··· Material for this task

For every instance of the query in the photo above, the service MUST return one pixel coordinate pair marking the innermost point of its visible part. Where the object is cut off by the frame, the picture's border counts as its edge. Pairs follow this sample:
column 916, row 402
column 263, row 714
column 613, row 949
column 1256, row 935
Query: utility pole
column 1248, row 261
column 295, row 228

······

» Work to be completed:
Please give every line of the records above as a numbered list, leaving out any blank lines.

» Exercise response:
1. For every instance of the query in the photo above, the service MUST return one pixel coordinate pair marking the innermost point of its visible part. Where the object is cut off by the frame, the picture's border counts as its edge. Pairs follow this sample:
2. column 916, row 402
3. column 263, row 714
4. column 613, row 949
5. column 1256, row 935
6. Query: utility pole
7. column 1248, row 261
8. column 295, row 228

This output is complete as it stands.